Earlier versions of Excel show wrong answers in these cases because the effects of round-off errors are more profound with the computational formula that is used by these versions. Still, the cases that are used in this experiment can be viewed as rather extreme.
If you have Excel 2003 or a later version of Excel, you will see no changes in values of STEYX if you try the experiment that is described earlier. However, cells D7:D12 shows round-off errors that you would have obtained by using earlier versions of Excel.
Results in earlier versions of Excel
If you call the two data arrays X's and Y's, earlier versions of Excel used a single pass through the data to compute the sum of squares of X's, the sum of squares of Y's, the sum of X's, the sum of Y's, the sum of XY's, and the count of the number of observations in each array. These quantities were then combined into the computational formula that is provided in the Help file in earlier versions of Excel.
Results in Excel 2003 and in later versions of Excel
The procedure that is used in Excel 2003 and in later versions of Excel uses a two-pass process through the data. First, the sums of X's and Y's and the count of the number of observations in each array are computed, and from these, the means (averages) of X and Y observations can be computed. Then, on the second pass,
- the squared difference between each X and the X mean is found and these squared differences are summed,
- the squared difference between each Y and the Y mean is found and these squared differences are summed, and
- the products (X – X mean) * (Y – Y mean) are found for each pair of data points and summed.

◆ DATA FOR ANALYSIS
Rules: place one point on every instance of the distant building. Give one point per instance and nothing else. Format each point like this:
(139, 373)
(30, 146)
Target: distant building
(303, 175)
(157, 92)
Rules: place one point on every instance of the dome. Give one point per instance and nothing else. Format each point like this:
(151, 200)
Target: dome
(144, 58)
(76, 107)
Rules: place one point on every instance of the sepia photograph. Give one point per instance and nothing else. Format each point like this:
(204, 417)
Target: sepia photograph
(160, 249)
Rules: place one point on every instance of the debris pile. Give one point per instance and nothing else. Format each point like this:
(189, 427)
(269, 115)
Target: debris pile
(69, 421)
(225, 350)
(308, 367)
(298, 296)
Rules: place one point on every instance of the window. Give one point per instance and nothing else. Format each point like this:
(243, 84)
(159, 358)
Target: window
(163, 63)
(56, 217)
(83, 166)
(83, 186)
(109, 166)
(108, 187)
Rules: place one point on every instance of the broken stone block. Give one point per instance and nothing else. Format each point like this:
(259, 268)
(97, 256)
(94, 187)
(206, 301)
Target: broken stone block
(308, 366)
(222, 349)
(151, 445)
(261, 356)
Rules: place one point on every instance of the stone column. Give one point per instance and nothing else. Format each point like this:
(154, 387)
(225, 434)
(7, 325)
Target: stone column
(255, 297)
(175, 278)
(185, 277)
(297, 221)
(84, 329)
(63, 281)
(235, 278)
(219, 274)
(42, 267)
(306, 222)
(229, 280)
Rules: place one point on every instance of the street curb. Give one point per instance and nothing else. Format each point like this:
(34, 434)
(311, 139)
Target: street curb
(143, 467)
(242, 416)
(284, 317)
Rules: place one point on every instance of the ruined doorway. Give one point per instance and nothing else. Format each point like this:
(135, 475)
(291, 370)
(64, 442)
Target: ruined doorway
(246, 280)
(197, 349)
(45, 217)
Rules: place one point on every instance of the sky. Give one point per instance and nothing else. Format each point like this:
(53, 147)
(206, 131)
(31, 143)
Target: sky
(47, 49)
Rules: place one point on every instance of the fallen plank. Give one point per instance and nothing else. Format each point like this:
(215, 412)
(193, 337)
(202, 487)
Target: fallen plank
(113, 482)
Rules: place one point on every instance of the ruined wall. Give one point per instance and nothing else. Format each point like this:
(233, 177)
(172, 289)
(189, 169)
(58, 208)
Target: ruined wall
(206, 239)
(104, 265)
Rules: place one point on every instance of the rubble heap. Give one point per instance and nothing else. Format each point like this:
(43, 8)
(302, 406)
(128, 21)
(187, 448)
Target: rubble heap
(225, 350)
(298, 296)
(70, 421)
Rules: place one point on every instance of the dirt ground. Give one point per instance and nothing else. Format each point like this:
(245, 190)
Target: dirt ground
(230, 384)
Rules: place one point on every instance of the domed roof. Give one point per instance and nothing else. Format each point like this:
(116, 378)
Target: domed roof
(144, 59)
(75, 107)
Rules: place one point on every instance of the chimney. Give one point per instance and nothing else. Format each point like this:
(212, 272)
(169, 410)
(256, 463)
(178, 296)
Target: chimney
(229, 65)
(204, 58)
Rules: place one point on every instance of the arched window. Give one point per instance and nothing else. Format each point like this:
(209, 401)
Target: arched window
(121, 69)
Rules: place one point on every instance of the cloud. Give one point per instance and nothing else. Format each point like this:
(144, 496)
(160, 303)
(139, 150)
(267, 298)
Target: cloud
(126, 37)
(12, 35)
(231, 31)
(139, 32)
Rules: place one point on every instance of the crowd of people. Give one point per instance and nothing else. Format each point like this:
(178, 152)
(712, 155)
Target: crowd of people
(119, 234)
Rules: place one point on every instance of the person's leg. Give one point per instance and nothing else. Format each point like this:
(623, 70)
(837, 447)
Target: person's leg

◆ YOUR INSTRUCTIONS
Continue the passage on how Excel computes STEYX, starting after its final bullet, which ends "are found for each pair of data points and summed."

◆ OUTPUT
STEYX is then computed by using the formula in the Help file for STEYX in Excel 2003 and in later versions of Excel. Notice that none of these three sums is affected by adding a constant to each X value, because that same value is added to the X mean. In the numeric examples, even with a high power of 10 in cell D3, these three sums are not affected, and the results of the second pass are independent of the entry in cell D3. Therefore, the results in Excel 2003 and in later versions of Excel are more stable numerically.
Replacing a one-pass approach by a two-pass approach guarantees better numeric performance of STEYX in Excel 2003 and in later versions of Excel. The results in Excel 2003 and in later versions of Excel will never be less accurate than the results in earlier versions.
In most practical examples, however, you are not likely to see a difference between the results in later versions of Excel and the results in earlier versions of Excel. This is because typical data is unlikely to exhibit the kind of unusual behavior that this experiment illustrates. Numeric instability is most likely to appear in earlier versions of Excel when data contains a high number of significant digits combined with relatively little variation between data values.
The procedure of finding the sum of squared deviations about a sample mean by
- finding the sample mean,
- computing each squared deviation, and
- summing the squared deviations
is more accurate than the alternative procedure. This procedure is frequently named the "calculator formula" because it was suitable for use of a calculator on a small number of data points. The calculator formula uses the following procedures:
- Find the sum of squares of all observations, the sample size, and the sum of all observations.
- Compute the sum of squares of all observations minus ((sum of all observations)^2)/sample size).
There are many other functions that have been improved for Excel 2003 and for later versions of Excel. These functions were improved by replacing the one-pass procedure with the two-pass procedure that finds the sample mean on the first pass and computes the sum of squared deviations about the sample mean on the second pass.
Functions that have been improved in this way for Excel 2003 and for later versions of Excel include the following functions:
Similar improvements were made in each of the three Analysis of Variance tools in the Analysis ToolPak.